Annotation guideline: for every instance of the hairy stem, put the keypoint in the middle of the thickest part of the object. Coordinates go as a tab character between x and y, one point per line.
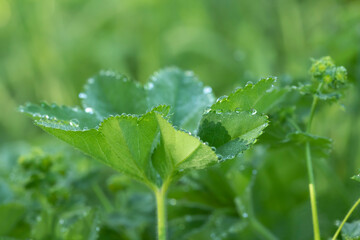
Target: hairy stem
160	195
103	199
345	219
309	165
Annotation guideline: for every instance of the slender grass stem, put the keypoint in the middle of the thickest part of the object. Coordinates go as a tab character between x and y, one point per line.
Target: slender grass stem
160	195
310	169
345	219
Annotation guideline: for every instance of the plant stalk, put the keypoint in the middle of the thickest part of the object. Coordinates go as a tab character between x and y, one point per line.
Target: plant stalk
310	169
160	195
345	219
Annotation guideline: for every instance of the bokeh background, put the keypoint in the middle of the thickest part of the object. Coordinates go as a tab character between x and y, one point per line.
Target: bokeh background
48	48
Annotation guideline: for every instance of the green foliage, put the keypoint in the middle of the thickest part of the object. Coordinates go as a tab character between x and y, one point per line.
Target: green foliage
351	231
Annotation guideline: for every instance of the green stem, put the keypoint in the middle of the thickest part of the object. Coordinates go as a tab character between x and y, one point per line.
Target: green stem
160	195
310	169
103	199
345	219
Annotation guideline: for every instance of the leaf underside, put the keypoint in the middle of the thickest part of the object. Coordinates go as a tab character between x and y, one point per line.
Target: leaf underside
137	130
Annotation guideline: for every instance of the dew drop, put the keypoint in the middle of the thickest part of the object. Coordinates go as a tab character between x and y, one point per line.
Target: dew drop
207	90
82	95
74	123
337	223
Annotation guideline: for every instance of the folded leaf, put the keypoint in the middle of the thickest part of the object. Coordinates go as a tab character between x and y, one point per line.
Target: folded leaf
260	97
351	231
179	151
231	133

□ □ □

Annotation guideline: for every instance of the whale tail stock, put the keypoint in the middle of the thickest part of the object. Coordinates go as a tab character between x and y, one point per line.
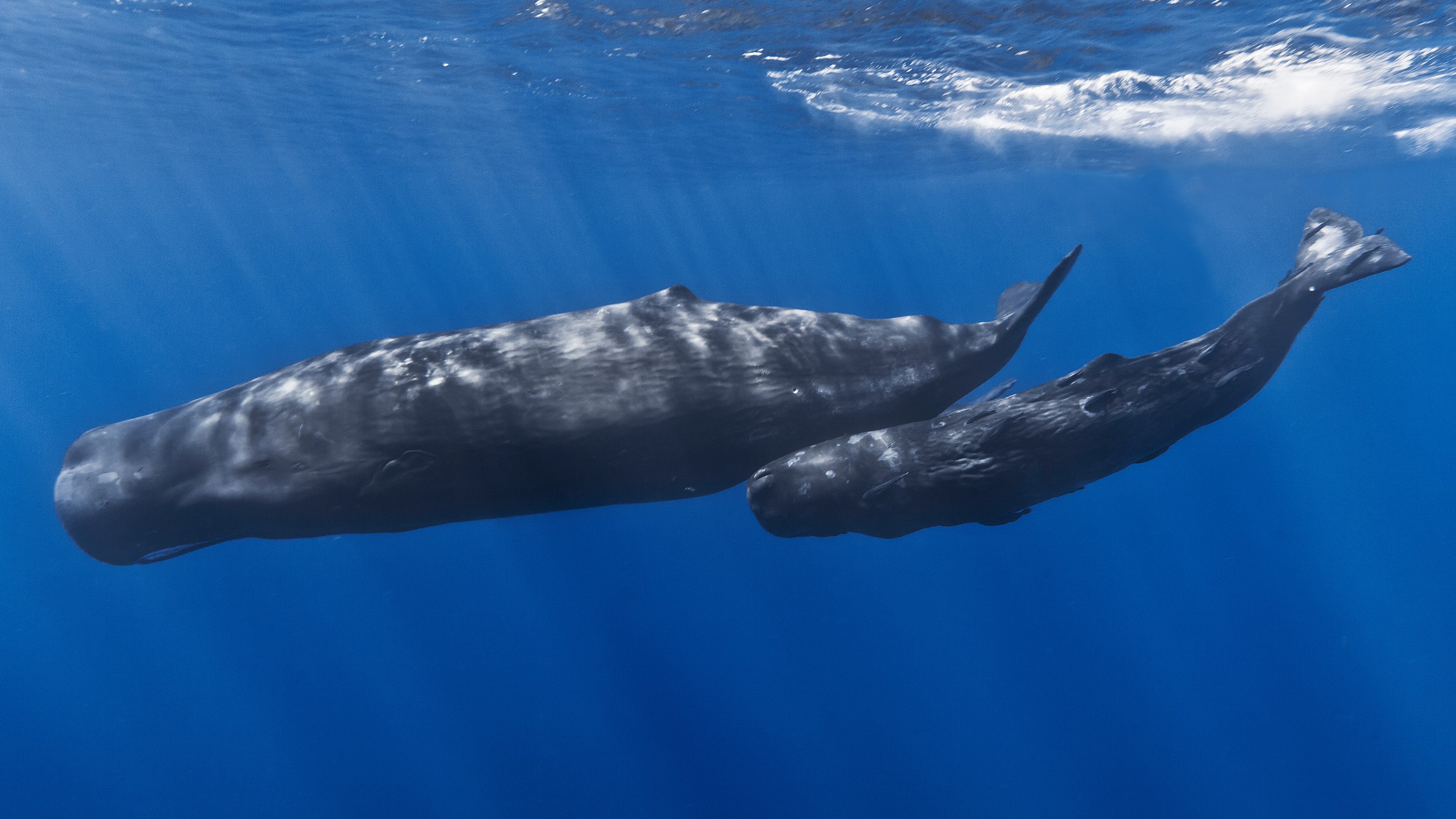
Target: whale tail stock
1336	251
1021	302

□ □ □

> Description of the task
Above are the records. Copy only the lines from the one with "Annotation guideline: for every instance of the hairy" through the one with "Annotation guideline: for every instance of the slender", exactly, with no pictures.

> Finished task
Annotation guideline: for every instance of the hairy stem, put the keypoint in the middle of the thickest part of the object. Coordinates go as a tab character between x and y, one point per line.
Target: hairy stem
160	195
103	199
345	219
309	165
Annotation guideline: for every instance of the slender grass stem, put the keypoint in the middle of the thickest part of the object. Coordinates go as a tab character between x and y, one point per line.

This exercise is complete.